[Written instruction 1]:
In the records below, reproduce verbatim everything from the line with "[locate] the snow-covered" up to and including the line with "(1143, 297)". Omit the pictures.

[Text passage]:

+-------+

Graham Fawcett ha scritto:
On Wed, Sep 24, 2008 at 5:17 PM, Manlio Perillo
wrote: Hi.
I need a simple, concurrent safe, database, written in Haskell. A database with the interface of Data.Map would be great, since what I need to to is atomically increment some integer values, and I would like to avoid to use SQLite.
If that's the entire requirement, and you're looking for something really fast, perhaps you could use a shared-memory region between the processes (your keys would map to addresses in shared memory), and use a compare-and-set algorithm to handle the atomic increments.
If you're on Intel/Itanium, I believe there's a CMPXCHG instruction that will do atomic compare-and-set on a memory address, and I'm not sure you could get much faster than that. :-)

+-------+

[Provided data]:
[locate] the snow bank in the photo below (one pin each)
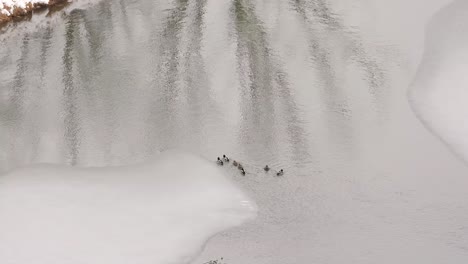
(10, 7)
(159, 212)
(439, 93)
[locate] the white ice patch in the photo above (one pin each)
(439, 93)
(159, 212)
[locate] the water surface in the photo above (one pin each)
(317, 88)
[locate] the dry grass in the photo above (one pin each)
(19, 12)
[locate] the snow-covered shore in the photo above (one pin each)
(162, 211)
(14, 8)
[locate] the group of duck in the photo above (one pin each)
(225, 159)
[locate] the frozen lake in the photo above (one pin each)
(316, 87)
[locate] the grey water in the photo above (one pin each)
(317, 88)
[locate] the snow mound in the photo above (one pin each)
(439, 93)
(7, 7)
(162, 211)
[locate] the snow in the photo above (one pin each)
(162, 211)
(12, 4)
(439, 92)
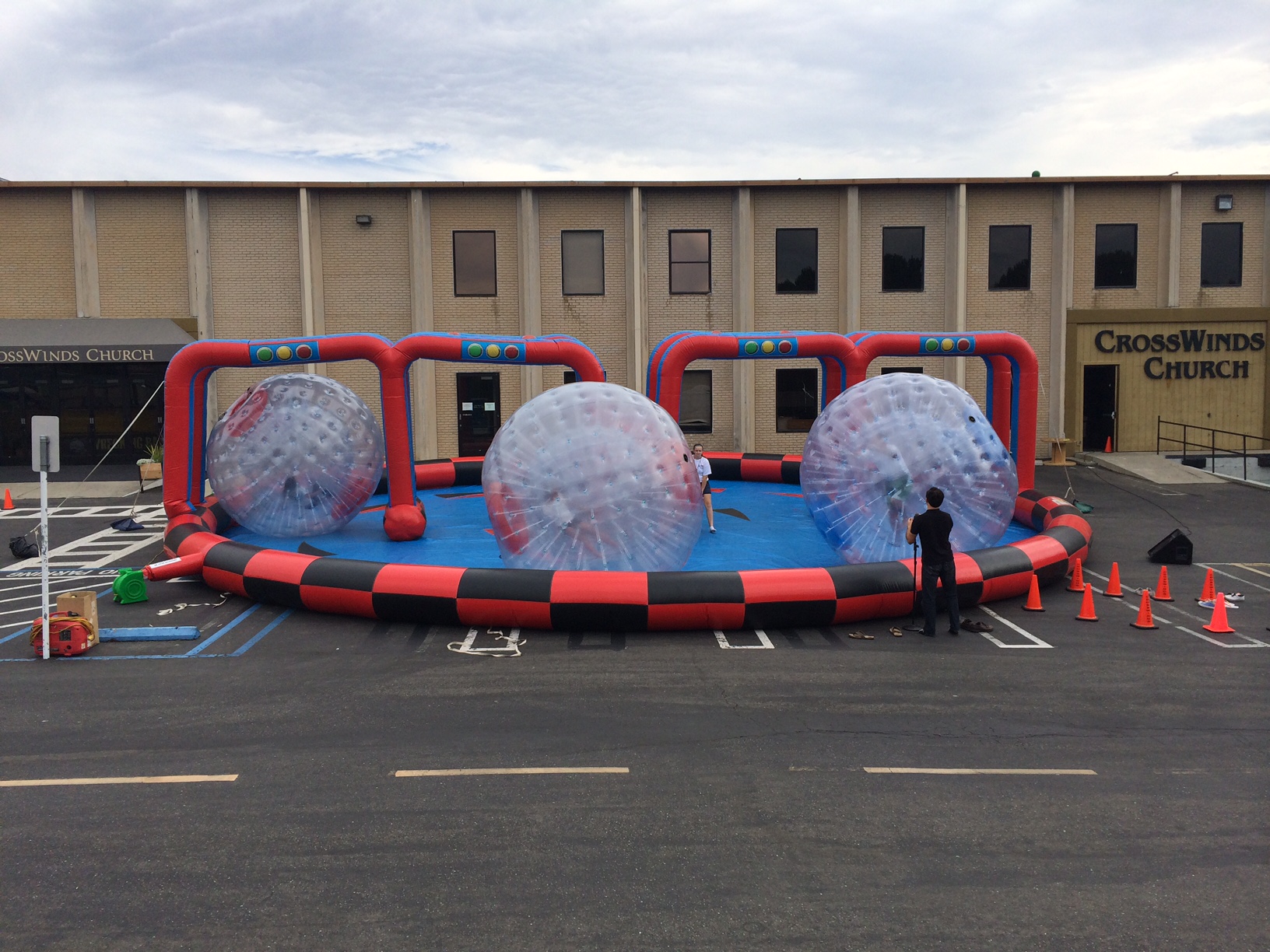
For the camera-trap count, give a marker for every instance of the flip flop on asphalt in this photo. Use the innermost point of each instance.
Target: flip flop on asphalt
(1212, 604)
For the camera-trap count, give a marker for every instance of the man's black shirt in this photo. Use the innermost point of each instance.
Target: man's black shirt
(934, 527)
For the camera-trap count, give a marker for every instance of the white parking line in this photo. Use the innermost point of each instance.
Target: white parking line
(983, 771)
(1037, 642)
(1252, 642)
(1159, 610)
(94, 781)
(765, 642)
(1241, 565)
(508, 771)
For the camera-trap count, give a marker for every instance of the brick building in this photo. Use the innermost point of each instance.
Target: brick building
(1143, 297)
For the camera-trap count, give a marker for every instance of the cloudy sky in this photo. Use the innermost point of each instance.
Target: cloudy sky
(641, 89)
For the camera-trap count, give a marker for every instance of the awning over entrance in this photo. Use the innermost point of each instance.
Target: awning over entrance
(90, 341)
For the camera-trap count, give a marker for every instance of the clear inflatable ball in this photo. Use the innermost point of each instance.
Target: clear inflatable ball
(592, 476)
(876, 448)
(297, 455)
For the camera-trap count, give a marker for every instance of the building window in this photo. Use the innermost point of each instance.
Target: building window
(1221, 254)
(1010, 257)
(689, 263)
(797, 404)
(582, 262)
(903, 259)
(797, 261)
(475, 273)
(696, 403)
(1115, 255)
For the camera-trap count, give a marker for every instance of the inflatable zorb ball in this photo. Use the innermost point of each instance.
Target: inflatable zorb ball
(592, 476)
(876, 448)
(297, 455)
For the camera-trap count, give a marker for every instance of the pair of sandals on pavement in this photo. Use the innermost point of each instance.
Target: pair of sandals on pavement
(968, 624)
(1230, 600)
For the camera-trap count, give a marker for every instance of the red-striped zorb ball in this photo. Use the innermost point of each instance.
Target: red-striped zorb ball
(297, 455)
(875, 450)
(592, 476)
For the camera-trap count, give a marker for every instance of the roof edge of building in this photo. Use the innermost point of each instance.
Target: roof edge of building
(649, 184)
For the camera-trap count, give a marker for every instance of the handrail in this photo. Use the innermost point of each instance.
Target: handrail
(1212, 441)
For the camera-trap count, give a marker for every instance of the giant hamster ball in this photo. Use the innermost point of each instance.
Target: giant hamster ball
(592, 476)
(297, 455)
(876, 448)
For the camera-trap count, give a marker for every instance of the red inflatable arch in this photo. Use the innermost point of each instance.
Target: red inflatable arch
(186, 399)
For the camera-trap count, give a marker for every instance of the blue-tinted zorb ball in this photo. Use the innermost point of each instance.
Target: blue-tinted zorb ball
(297, 455)
(878, 447)
(592, 476)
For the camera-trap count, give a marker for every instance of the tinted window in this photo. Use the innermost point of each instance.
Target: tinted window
(1010, 257)
(1115, 257)
(903, 259)
(797, 401)
(1221, 255)
(696, 403)
(474, 264)
(689, 262)
(797, 261)
(582, 262)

+-------+

[Written instruction 2]:
Quote the message about a Haskell database from "Graham Fawcett ha" up to and including "the atomic increments.".

[Correct response 1]:
[locate] the snow-covered shore in the photo above (one pin each)
(162, 211)
(14, 8)
[locate] the group of duck in the photo above (one pin each)
(225, 159)
[locate] the frozen lake in the photo above (one pin each)
(316, 87)
[locate] the grey water in the photo above (one pin each)
(317, 88)
[locate] the snow mound in the photo above (one pin each)
(439, 93)
(7, 7)
(162, 211)
[locate] the snow in the photo above (one pin each)
(162, 211)
(12, 4)
(439, 92)
For the camera-trap count, give a marker for every instance of the flip flop on asphalt in this photo. Use the innermost point of each instance.
Target: flip flop on asphalt
(1212, 604)
For the camera-trap count, give a marker for every instance of the man's black shirt in this photo. Use the innermost point of each instance.
Target: man's black shirt
(934, 527)
For the camera-trap count, give a marker for every instance of the white parking line in this photo. Use the innermost point of each instance.
Target: white parking line
(983, 771)
(1037, 642)
(1252, 642)
(1159, 610)
(94, 781)
(765, 642)
(1241, 565)
(508, 771)
For the camera-trap count, give a marker for every instance of the brick building in this photo. Use the innermost point of each instance.
Target: brick building
(1143, 297)

[Correct response 2]:
Graham Fawcett ha scritto:
On Wed, Sep 24, 2008 at 5:17 PM, Manlio Perillo
wrote: Hi.
I need a simple, concurrent safe, database, written in Haskell. A database with the interface of Data.Map would be great, since what I need to to is atomically increment some integer values, and I would like to avoid to use SQLite.
If that's the entire requirement, and you're looking for something really fast, perhaps you could use a shared-memory region between the processes (your keys would map to addresses in shared memory), and use a compare-and-set algorithm to handle the atomic increments.